* _Exercise requirements_:
Retype exactly the lines that run from the line with "the ship mast" to the final line of the entries, keeping both ends and nothing else.
Start of Extracted records
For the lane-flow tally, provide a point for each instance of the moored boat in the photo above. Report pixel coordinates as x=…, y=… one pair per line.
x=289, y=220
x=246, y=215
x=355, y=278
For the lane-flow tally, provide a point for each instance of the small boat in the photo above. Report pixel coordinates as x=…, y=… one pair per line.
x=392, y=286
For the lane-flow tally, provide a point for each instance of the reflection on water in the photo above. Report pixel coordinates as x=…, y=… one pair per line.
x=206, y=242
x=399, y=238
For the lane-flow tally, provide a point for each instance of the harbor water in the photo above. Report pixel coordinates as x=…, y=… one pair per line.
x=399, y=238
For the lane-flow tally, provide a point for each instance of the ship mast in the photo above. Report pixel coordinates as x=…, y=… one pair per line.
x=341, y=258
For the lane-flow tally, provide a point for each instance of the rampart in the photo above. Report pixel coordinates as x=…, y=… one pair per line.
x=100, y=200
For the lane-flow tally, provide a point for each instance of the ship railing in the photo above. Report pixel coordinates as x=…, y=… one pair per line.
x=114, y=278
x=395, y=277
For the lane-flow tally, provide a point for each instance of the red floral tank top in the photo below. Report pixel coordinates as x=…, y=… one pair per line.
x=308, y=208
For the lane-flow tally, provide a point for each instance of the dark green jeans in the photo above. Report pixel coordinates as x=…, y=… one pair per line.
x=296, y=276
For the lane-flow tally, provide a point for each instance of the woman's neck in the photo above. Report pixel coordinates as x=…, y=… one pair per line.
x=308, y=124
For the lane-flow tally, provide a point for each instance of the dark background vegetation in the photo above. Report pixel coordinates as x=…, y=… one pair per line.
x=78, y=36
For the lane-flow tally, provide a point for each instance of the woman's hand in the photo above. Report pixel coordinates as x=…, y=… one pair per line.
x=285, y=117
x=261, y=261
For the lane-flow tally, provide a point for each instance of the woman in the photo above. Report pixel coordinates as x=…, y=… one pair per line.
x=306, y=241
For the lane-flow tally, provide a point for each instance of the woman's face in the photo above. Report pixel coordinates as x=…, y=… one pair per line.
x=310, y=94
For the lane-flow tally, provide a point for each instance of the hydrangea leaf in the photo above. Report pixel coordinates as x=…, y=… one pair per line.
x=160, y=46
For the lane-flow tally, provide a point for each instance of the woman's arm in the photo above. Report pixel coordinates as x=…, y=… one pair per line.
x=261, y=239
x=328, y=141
End of Extracted records
* _Answer for the task_:
For the lane-flow tally, provide a point for each instance of the ship mast in the photo above. Report pixel coordinates as x=…, y=… one pair per line.
x=341, y=258
For the lane-flow tally, provide a point for each instance of the rampart in the photo above. Report pixel coordinates as x=…, y=… one pair per line.
x=100, y=200
For the lane-flow tally, provide a point for each instance of the ship railing in the photo above. Report pixel coordinates as x=…, y=… one pair per line.
x=114, y=278
x=395, y=277
For the lane-flow tally, provide a point for each instance of the red floral tank top in the photo below. Report pixel coordinates as x=…, y=… one pair per line.
x=308, y=208
For the lane-flow tally, provide a point for each instance of the dark green jeans in the photo above. Report pixel coordinates as x=…, y=… one pair per line.
x=296, y=276
For the lane-flow tally, provide a point for each instance of the woman's neck in the photo above. Report pixel coordinates as x=…, y=… one pair per line.
x=308, y=124
For the lane-flow tally, provide a point for each instance of the dark background vegetation in the photo above. Report pixel coordinates as x=…, y=… one pair per line.
x=78, y=36
For the lane-flow tally, provide a point for each instance of the woman's hand in the photo above. Report pixel coordinates as x=…, y=… one pair per line.
x=285, y=117
x=261, y=261
For the lane-flow tally, provide a point for each instance of the woman in the photo above. Report pixel coordinates as x=…, y=… one pair per line.
x=306, y=241
For the lane-flow tally, provide a point for each instance of the woman's face in the photo above. Report pixel coordinates as x=…, y=… one pair per line.
x=310, y=94
For the lane-flow tally, provide a point for each instance of the hydrangea leaf in the photo above. Report pixel coordinates as x=…, y=… one pair per line.
x=160, y=46
For the lane-flow tally, provide a point for each instance of the woman's arm in the photo above. Report pixel coordinates as x=…, y=… one pair per line.
x=261, y=239
x=328, y=141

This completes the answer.